Work item: All of the records must be repeated exactly.

━━━ Dataset records

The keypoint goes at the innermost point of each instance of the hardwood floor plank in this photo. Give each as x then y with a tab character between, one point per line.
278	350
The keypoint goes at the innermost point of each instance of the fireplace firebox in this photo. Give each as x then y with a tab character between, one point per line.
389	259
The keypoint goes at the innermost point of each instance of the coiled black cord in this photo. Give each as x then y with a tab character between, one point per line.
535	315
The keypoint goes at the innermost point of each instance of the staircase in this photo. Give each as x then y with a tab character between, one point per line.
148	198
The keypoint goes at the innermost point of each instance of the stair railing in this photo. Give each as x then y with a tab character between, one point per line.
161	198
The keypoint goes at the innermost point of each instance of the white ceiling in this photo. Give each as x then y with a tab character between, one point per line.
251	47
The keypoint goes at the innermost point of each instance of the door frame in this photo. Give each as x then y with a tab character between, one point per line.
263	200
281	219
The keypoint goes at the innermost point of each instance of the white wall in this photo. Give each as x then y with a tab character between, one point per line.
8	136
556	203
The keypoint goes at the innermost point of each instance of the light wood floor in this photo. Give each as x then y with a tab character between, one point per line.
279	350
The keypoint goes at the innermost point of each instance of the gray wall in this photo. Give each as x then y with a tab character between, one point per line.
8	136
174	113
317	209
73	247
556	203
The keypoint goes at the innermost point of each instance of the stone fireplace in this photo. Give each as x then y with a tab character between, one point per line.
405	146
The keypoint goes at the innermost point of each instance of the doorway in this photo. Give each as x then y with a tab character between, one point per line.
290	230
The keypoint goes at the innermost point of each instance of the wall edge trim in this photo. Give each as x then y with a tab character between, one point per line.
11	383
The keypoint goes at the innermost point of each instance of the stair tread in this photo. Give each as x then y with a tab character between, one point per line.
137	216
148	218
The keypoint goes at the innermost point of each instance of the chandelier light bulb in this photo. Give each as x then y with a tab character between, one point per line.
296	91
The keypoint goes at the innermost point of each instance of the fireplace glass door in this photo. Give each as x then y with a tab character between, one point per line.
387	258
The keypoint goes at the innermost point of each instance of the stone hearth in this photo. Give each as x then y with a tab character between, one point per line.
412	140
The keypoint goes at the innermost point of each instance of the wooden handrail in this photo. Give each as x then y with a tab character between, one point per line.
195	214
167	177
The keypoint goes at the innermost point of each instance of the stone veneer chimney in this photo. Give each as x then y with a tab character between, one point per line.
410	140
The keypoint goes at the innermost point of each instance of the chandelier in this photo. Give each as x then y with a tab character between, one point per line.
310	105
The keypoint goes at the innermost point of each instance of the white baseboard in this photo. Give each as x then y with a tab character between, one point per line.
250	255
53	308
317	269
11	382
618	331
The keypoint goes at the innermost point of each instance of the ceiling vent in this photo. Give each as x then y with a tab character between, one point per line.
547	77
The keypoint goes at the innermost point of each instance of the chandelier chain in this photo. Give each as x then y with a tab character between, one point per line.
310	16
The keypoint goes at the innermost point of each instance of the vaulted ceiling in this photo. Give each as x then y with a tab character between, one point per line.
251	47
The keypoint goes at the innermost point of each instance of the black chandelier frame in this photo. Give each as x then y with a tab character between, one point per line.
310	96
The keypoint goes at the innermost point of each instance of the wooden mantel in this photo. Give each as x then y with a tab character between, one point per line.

━━━━━━

Exercise output:
The keypoint goes at the innermost point of each instance of the hardwood floor plank in this photo. Give each as x then y with a tab character between, one point per line.
278	350
The keypoint goes at the innermost point of each instance of the fireplace firebox in this photo. Give each as x then y with a tab character between, one point per line.
389	259
The keypoint goes at the innermost point of each instance of the coiled black cord in this photo. Give each as x then y with a tab character between, one point per line.
535	315
The keypoint goes at the innermost point of each instance of the staircase in this photo. Give each as x then y with a tab character between, one point per line.
148	198
The keypoint goes at the innermost point of each instance of the stair railing in this photo. Give each as x then y with a tab character between, one point per line.
161	198
The keypoint goes at the innermost point of each instance of the white ceiling in this photo. Give each as x then y with a tab character between, one point per line.
251	47
The keypoint goes at the innermost point of each instance of the door frame in this photo. Give each as x then y with a tab character between, one point per line.
263	200
281	219
The keypoint goes at the innermost point of each instance of the white wall in this photo. Give each as x then y with a tab character between, one point per line.
8	136
556	203
The keypoint goes at the innermost point of each instance of the light wood floor in this photo. Give each as x then y with a tab character between, one point per line.
279	350
The keypoint goes at the innermost point of each instance of the gray wall in this photo. Give each as x then y with a tab character between, one point per line.
8	136
174	113
317	209
73	247
556	203
The keypoint goes at the innermost point of each instance of the stone fireplace in this photo. Give each as x then y with a tab character between, one point per line.
405	146
The keypoint goes at the innermost point of each instance of the doorway in this photo. Give each as x then y with a tab character between, one point per line.
290	230
The keypoint goes at the innermost point of each instance of the wall edge trim in this photo. Give each as x then y with a tab character between, one point per line.
11	383
The keypoint goes at the innermost point of each instance of the stair tread in this photo. Give each as x then y with a tab character between, one point per line.
137	216
148	218
The keypoint goes at the innermost point of each instance of the chandelier light bulb in this photo. Give each as x then y with a tab character between, one point per line.
296	91
The keypoint goes at the innermost point of each instance of the fireplace glass door in this photo. Give each as x then y with a tab character between, one point per line.
387	258
The keypoint goes at the innermost point of each instance of the stone hearth in this photo. Give each as x then y with a tab character between, one point per line.
412	140
The keypoint goes at the innermost point of each instance of the wooden handrail in this photo. Give each as x then y with a tab character between, one point per line.
195	214
167	177
The keypoint goes at the innermost point of each instance of the stone veneer chimney in this photo. Give each as x then y with a tab character between, one point per line.
410	140
The keypoint goes at the innermost point of each instance of the chandelier in this photo. Give each as x then y with a tab character between, one point per line.
310	105
The keypoint goes at the innermost point of each instance of the white baseboard in this photo. Give each as x then y with a tab character between, one point per line.
250	255
53	308
317	269
11	382
618	331
The keypoint goes at the innermost point of each instance of the ceiling vent in this photo. Give each as x then y with a tab character between, one point per line.
547	77
The keypoint goes at the innermost point of each instance of the chandelier chain in this photo. Give each as x then y with a tab character between, one point per line.
310	16
The keypoint goes at the innermost point of each instance of the vaulted ceiling in this photo. Give each as x then y with a tab character between, one point per line.
251	47
The keypoint goes at the innermost point of each instance of the black chandelier frame in this photo. Give each as x then y with a tab character between, one point per line.
310	96
The keypoint goes at the innermost point of each instance of the wooden mantel in this photo. Give each as x then y with a tab character between, one point per line.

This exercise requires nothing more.